Everything from the line containing "Target: steel rail" through the end of the entries should be transcribed exactly. Leave out all other lines.

── RECORD EXTRACTS

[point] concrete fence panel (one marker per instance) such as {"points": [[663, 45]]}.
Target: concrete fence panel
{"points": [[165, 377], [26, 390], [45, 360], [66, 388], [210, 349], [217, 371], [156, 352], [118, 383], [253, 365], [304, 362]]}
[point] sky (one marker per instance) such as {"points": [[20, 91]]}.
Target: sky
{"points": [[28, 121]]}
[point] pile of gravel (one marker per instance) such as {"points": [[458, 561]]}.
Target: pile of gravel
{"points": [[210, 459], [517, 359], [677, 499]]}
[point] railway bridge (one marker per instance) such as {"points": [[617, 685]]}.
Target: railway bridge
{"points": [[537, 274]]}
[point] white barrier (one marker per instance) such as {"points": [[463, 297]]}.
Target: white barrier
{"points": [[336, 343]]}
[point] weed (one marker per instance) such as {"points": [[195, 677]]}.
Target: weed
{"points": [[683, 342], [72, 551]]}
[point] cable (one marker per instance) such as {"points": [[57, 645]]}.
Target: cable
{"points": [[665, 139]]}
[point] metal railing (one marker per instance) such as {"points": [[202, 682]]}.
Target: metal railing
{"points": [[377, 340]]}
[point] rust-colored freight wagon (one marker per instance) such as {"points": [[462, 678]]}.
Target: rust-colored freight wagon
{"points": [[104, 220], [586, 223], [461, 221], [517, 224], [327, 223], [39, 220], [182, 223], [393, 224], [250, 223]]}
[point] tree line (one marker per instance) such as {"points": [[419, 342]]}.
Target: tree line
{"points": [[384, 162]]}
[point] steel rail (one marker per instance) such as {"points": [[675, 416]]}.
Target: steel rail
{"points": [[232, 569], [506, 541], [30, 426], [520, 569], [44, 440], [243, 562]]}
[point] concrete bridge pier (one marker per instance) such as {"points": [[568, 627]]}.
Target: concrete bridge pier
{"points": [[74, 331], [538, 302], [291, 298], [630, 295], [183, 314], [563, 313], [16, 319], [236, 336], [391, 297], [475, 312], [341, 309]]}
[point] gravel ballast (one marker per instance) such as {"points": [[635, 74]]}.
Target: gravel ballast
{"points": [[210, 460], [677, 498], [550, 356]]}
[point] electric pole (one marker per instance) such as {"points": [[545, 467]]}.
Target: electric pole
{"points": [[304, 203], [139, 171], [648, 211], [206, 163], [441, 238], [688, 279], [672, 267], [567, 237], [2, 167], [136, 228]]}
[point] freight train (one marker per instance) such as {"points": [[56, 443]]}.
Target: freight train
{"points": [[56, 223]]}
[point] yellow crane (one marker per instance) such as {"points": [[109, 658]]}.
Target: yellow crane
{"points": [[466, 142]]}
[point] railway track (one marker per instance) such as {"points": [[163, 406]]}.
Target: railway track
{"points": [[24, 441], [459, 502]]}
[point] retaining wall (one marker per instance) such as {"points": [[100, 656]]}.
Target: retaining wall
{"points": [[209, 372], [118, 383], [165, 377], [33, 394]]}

────

- REPLY TO THE TASK -
Target: steel rail
{"points": [[232, 569], [506, 541], [30, 426], [520, 569], [44, 440], [243, 562]]}
[point] concrete bridge pier (one marker per instance) such as {"points": [[568, 627]]}.
Target: concrete bridge pier
{"points": [[74, 331], [538, 302], [291, 298], [630, 295], [183, 314], [563, 313], [16, 319], [236, 336], [391, 297], [475, 312], [341, 309]]}
[point] gravel ballast (one marker per instance) such as {"points": [[635, 74]]}.
Target: gravel ballast
{"points": [[210, 460], [677, 498], [550, 356]]}
[point] electric pole (one marker per instance) such as {"points": [[545, 467]]}.
Target: electric pole
{"points": [[304, 203], [139, 171], [648, 211], [206, 163], [441, 238], [688, 279], [672, 267], [567, 237], [2, 167], [136, 228]]}
[point] freight train (one marker per instance) such as {"points": [[56, 443]]}.
Target: freight train
{"points": [[56, 223]]}
[point] yellow crane (one marker per instance) such as {"points": [[109, 658]]}.
Target: yellow crane
{"points": [[466, 142]]}
[point] railway track (one marker per instance) such as {"points": [[163, 406]]}.
Target: railway track
{"points": [[24, 441], [459, 502]]}
[point] retaining wall (one marker per instance) such as {"points": [[100, 656]]}.
Target: retaining wall
{"points": [[209, 372], [118, 383], [165, 377], [33, 394]]}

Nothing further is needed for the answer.